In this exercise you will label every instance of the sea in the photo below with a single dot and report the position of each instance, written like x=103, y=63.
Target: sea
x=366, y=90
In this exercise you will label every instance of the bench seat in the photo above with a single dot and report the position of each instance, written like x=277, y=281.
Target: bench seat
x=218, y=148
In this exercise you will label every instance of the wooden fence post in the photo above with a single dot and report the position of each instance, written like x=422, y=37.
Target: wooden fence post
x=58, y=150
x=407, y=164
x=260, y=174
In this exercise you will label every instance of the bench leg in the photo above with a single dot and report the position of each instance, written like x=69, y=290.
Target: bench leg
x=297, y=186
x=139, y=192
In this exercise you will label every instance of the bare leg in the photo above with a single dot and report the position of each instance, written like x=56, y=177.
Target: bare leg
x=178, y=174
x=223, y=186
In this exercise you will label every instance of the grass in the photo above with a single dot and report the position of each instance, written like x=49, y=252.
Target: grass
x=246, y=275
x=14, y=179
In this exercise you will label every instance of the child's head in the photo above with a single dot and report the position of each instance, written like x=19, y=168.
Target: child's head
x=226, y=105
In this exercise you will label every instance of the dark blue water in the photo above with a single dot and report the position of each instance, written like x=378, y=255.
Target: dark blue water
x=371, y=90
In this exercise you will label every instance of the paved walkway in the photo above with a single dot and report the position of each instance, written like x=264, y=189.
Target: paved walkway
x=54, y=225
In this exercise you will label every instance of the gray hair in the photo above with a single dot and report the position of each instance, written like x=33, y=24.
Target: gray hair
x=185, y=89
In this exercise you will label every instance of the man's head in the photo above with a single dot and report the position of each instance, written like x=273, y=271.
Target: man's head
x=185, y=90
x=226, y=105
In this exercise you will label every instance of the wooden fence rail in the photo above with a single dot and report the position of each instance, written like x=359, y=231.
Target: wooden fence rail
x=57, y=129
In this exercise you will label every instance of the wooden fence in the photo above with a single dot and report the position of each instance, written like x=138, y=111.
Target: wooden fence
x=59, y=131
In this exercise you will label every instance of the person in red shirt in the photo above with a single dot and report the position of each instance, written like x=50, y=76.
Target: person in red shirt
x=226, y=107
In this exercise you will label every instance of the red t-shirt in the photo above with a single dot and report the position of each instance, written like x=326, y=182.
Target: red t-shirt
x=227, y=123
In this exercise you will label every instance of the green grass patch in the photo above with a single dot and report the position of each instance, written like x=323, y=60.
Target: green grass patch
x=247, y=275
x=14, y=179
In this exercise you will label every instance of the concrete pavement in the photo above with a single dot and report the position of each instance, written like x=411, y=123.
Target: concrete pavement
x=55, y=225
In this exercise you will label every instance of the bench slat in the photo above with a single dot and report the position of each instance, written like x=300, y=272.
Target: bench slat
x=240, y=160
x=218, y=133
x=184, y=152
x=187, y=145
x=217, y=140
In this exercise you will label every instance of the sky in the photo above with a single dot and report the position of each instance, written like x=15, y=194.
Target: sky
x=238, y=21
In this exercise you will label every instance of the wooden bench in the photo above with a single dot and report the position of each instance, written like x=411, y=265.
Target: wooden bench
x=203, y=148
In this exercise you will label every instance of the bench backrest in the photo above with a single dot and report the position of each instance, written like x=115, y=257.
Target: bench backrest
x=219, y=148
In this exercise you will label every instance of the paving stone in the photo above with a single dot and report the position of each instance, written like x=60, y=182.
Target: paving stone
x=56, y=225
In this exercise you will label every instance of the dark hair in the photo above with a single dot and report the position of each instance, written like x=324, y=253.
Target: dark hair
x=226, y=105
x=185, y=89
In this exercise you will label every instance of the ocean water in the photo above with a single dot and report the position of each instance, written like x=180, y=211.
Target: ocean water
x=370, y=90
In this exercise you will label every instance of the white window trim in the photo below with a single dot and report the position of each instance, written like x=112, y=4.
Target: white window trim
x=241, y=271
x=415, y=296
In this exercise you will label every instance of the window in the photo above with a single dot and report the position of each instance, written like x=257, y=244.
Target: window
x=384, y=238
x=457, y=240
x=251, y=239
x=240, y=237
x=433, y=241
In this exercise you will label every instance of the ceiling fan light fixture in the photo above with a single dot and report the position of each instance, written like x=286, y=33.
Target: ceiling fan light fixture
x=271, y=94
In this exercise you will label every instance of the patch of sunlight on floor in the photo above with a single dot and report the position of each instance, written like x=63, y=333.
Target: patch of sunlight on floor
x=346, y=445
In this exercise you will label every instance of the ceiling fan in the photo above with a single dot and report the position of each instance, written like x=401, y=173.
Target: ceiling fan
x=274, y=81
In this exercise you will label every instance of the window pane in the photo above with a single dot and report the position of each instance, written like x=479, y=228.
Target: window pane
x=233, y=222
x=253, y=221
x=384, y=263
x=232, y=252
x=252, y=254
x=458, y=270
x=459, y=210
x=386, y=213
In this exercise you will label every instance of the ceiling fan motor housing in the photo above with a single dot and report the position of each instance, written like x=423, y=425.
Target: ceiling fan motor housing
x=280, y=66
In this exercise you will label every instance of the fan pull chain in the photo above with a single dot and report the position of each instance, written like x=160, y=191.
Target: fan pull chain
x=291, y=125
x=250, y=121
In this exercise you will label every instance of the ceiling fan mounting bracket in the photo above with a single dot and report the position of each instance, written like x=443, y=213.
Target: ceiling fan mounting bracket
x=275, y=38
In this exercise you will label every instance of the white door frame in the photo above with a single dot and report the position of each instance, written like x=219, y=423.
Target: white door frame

### ASSIGNMENT:
Could you produce an exact copy of the whole listing?

### OUTPUT OF THE TASK:
In this exercise you will label every instance of the sea in the photo below with a single dot and report the position of each instance, written like x=103, y=63.
Target: sea
x=366, y=90
In this exercise you will label every instance of the bench seat in the photo above with a single dot and report the position of each instance, written like x=277, y=281.
Target: bench seat
x=218, y=148
In this exercise you will label every instance of the wooden fence post in the photo above with a single dot and report the position of each instance, written like x=422, y=37.
Target: wooden fence post
x=58, y=150
x=407, y=164
x=260, y=174
In this exercise you will label every instance of the bench leg in the photo above with a single dot and report the position of each instance, written like x=69, y=290.
Target: bench leg
x=297, y=186
x=139, y=192
In this exercise you will label every instance of the bare leg in the photo above with a single dot and report the position of each instance, written like x=56, y=177.
Target: bare leg
x=178, y=174
x=223, y=186
In this exercise you will label every instance of the grass in the photo above with a single dot and report the position of each instance, written like x=49, y=252.
Target: grass
x=246, y=275
x=14, y=179
In this exercise you will label every instance of the child's head in the photo above with a single dot and report the position of each instance, written like x=19, y=168.
Target: child's head
x=226, y=105
In this exercise you will label every instance of the dark blue water in the photo above with a single dot and report the position of each instance, written like x=378, y=255.
Target: dark blue water
x=371, y=90
In this exercise you will label every instance of the paved walkway in the photo above with a single dot and report the position of each instance, written like x=264, y=189.
Target: paved walkway
x=54, y=225
In this exercise you will label every instance of the gray hair in the photo above with a single dot and report the position of each instance, written like x=33, y=24.
Target: gray hair
x=185, y=89
In this exercise you will label every instance of the man's head in the photo above with a single dot and report the position of each instance, written like x=273, y=271.
Target: man's head
x=185, y=90
x=226, y=105
In this exercise you will label every instance of the wooden fence rail in the photo above with a single dot and report the position of each instance, written like x=359, y=231.
Target: wooden fence rail
x=57, y=129
In this exercise you will label every instance of the wooden fence in the photo above with a single dot and report the position of each instance, written like x=138, y=111.
Target: wooden fence
x=59, y=131
In this exercise you will label every instance of the person in red shirt in the photo above with a single dot and report the position of each instance, written like x=50, y=76.
Target: person in red shirt
x=226, y=107
In this exercise you will label every instance of the red t-shirt in the photo above with a single dot and report the position of each instance, written like x=326, y=182.
Target: red t-shirt
x=227, y=123
In this exercise you will label every instance of the green grass patch in the photo above with a single dot and report the position of each instance, written like x=323, y=60.
Target: green grass patch
x=247, y=275
x=14, y=179
In this exercise you will label every instance of the concrete pavement in the photo above with a single dot and report the position of each instance, written like x=411, y=123.
Target: concrete pavement
x=55, y=225
In this exercise you will label every instance of the bench slat in the photo above with a single dot and report the position of each instance, written like x=300, y=272.
Target: bench slat
x=240, y=160
x=218, y=133
x=184, y=152
x=187, y=145
x=217, y=140
In this exercise you will label every instance of the sky in the photo above with a single dot and report the position of each instance, written like x=15, y=194.
Target: sky
x=238, y=21
In this exercise you will label every instance of the wooden bench in the photo above with a single dot and report the position of each instance, written like x=411, y=265.
Target: wooden bench
x=203, y=148
In this exercise you will label every instance of the bench backrest in the photo above with a single dot and report the position of each instance, written like x=115, y=257.
Target: bench backrest
x=219, y=148
In this exercise you will label every instance of the paving stone in the photo above with a single dot and report the position of each instance, written like x=60, y=182.
Target: paving stone
x=56, y=225
In this exercise you will label every instance of the dark hair in the photo above with a single dot and report the position of each instance, written like x=324, y=253.
Target: dark hair
x=226, y=105
x=185, y=89
In this exercise you will label every instance of the ocean water in the photo above with a single dot and report the position of each instance, written like x=180, y=211.
Target: ocean water
x=370, y=90
In this exercise you will label every instance of the white window trim in the photo below with a single dot and report the position of each instance, written like x=112, y=4.
Target: white window trim
x=241, y=271
x=415, y=296
In this exercise you will label every instance of the window in the photo above with a single dot and report the position of each instance, written like x=257, y=244.
Target: window
x=384, y=238
x=457, y=240
x=251, y=239
x=240, y=237
x=433, y=241
In this exercise you will label every instance of the ceiling fan light fixture in the photo above with a single dot and report the position of each instance, written like x=286, y=33.
Target: ceiling fan light fixture
x=271, y=94
In this exercise you will label every instance of the patch of sunlight on floor in the photo above with a single dot and report the position of each instance, written like x=63, y=333.
Target: patch of sunlight on floor
x=346, y=445
In this exercise you will label every instance of the ceiling fan in the photo above with a single dot and report the position of each instance, written like x=401, y=173.
Target: ceiling fan
x=274, y=81
In this exercise you will label every instance of the window pane in the photo above with a single dot and report the position of each instance, written like x=479, y=228.
Target: window pane
x=233, y=222
x=253, y=221
x=384, y=263
x=232, y=252
x=252, y=254
x=458, y=270
x=459, y=210
x=386, y=213
In this exercise you will label every instance of the ceiling fan motor housing in the photo above with a single dot and report the position of each instance, written like x=423, y=425.
Target: ceiling fan motor housing
x=280, y=66
In this exercise you will label every instance of the fan pull chain in the photo above with a single dot and report the position of each instance, written like x=160, y=191.
Target: fan pull chain
x=291, y=125
x=250, y=121
In this exercise you will label every instance of the ceiling fan mounting bracket in the photo above with a single dot and report the position of each instance, written like x=443, y=213.
Target: ceiling fan mounting bracket
x=275, y=38
In this exercise you will label every instance of the white door frame in the photo above with a single dot and report the position of each instance, written like x=219, y=423.
Target: white door frame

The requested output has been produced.